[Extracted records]

+++++

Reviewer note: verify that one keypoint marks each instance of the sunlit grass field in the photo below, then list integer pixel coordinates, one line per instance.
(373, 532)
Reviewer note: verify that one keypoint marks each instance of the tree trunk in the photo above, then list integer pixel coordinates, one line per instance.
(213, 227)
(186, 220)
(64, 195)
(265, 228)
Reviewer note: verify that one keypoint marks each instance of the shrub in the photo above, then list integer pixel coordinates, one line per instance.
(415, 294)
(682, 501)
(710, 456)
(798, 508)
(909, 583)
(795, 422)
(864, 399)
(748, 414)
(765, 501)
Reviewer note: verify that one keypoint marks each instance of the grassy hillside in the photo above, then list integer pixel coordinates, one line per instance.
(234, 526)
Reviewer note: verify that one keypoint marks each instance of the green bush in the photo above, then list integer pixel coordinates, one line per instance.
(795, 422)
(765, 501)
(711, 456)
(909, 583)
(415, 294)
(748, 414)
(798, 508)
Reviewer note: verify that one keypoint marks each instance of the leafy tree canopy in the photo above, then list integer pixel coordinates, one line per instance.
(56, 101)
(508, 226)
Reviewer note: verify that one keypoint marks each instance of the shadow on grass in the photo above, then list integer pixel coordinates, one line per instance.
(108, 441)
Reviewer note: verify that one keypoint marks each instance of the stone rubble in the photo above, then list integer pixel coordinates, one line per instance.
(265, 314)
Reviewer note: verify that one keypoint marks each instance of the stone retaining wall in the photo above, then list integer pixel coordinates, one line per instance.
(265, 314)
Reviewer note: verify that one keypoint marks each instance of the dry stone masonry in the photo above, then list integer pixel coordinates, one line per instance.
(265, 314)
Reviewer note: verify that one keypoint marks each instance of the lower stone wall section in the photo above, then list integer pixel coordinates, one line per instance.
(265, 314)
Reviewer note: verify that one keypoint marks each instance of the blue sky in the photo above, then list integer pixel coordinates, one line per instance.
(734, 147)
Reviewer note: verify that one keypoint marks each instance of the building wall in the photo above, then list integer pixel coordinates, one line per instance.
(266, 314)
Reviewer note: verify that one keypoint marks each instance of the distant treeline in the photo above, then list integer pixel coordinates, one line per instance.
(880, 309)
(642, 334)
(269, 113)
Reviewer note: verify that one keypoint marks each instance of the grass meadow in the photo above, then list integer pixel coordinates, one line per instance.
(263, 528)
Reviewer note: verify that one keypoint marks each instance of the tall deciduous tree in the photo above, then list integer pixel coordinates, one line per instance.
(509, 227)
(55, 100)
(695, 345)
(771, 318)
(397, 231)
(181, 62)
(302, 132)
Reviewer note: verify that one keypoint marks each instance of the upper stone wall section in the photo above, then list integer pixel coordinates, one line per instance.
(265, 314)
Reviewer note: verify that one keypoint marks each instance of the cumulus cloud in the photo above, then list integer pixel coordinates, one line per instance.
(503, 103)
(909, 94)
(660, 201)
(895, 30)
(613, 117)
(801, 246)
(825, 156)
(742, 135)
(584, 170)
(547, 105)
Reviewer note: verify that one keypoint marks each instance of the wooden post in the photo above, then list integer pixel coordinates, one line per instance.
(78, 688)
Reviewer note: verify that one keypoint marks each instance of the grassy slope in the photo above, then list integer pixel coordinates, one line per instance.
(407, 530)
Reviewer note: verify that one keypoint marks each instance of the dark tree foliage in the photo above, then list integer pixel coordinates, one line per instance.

+++++

## EXERCISE PROMPT
Copy every row above word for word, leaving nothing out and changing nothing.

## OUTPUT OF THE EXERCISE
Reviewer note: verify that one keypoint marks each instance of the sunlit grass field in the photo below, then list integer pixel coordinates, one line per instance.
(373, 532)
Reviewer note: verify that one keypoint marks each instance of the tree trunk in the photo above, then list integer pixel coordinates, one line per instance.
(213, 227)
(186, 220)
(64, 195)
(265, 228)
Reviewer note: verify that one keypoint marks each instance of the shrub in the photo above, then list integer pixel coordinates, one line per instance.
(415, 294)
(682, 501)
(710, 456)
(798, 508)
(909, 583)
(795, 422)
(864, 399)
(748, 414)
(765, 501)
Reviewer note: verify that one keypoint marks each instance of the grassy hillside in the photo above, then list integer pixel coordinates, one line per instance.
(234, 526)
Reviewer note: verify that one keypoint marks each instance of the green bush in the photo above, then list integer pixel coordinates, one line per instance.
(795, 422)
(765, 501)
(711, 456)
(909, 583)
(415, 294)
(748, 414)
(798, 508)
Reviewer note: verify that one keypoint marks each instance of the leafy tree canopy in the photo above, then list integer pixel coordinates, one line per instance.
(56, 101)
(508, 226)
Reviewer note: verify that one keypoint marks each instance of the shadow on grass in the photo above, then list integer pixel coordinates, one line per instance.
(108, 441)
Reviewer note: verify that one keypoint marks each instance of the stone rubble in the photo above, then list integer pixel coordinates, one line per instance.
(265, 314)
Reviewer note: verify that one keypoint marks each instance of the stone retaining wall in the photo above, then list integer pixel coordinates, one line per instance.
(265, 314)
Reviewer note: verify that one keypoint marks each instance of the dry stone masonry in the photo above, then list integer pixel coordinates, one line per instance.
(265, 314)
Reviewer note: verify that one keypoint marks each instance of the lower stone wall section in the photo above, then list integer pixel coordinates, one line per instance.
(265, 314)
Reviewer note: verify that one keypoint marks each instance of the blue sky in the photo above, then list integer pixel coordinates, one line per instance.
(734, 147)
Reviewer note: verify that one keypoint marks each instance of the building wall in the photo above, then list integer pixel coordinates, one line per instance.
(266, 314)
Reviewer note: verify that one keypoint marks each instance of the distant treeline in the photo above, then list integer pixel coordinates, one line per instance.
(880, 309)
(642, 334)
(269, 113)
Reviewer note: verify that one keypoint marks each instance of the grass meadow in the photo above, then list integer pixel coordinates, one line per instance.
(263, 528)
Reviewer note: verify that one keypoint marks each instance of the tall deciduous tree in the photo above, then list integer pixel coordinates, one line per instance.
(509, 227)
(55, 100)
(695, 345)
(771, 318)
(397, 231)
(181, 62)
(302, 132)
Reviewer note: verify that one keypoint marks each instance of the upper stone wall section in the photo above, then list integer pixel coordinates, one line per instance.
(265, 314)
Reviewer note: verify that one keypoint marks each instance of the cumulus cloud in the photo above, then list integer pixel coordinates, one line per instance.
(503, 103)
(909, 94)
(660, 201)
(895, 30)
(613, 117)
(801, 246)
(825, 156)
(742, 135)
(584, 170)
(547, 105)
Reviewer note: verify that one keypoint marks each instance of the wooden post in the photo above, then list integer pixel coordinates, one line per instance.
(78, 688)
Reviewer note: verify that one keypoint marks each instance of the grassy slope in the photo above, then list integer pixel coordinates, one line per instance.
(407, 530)
Reviewer note: verify that one keypoint marks each instance of the dark tree foliage in the photo above, then list integer pixel coordinates, one line per instance.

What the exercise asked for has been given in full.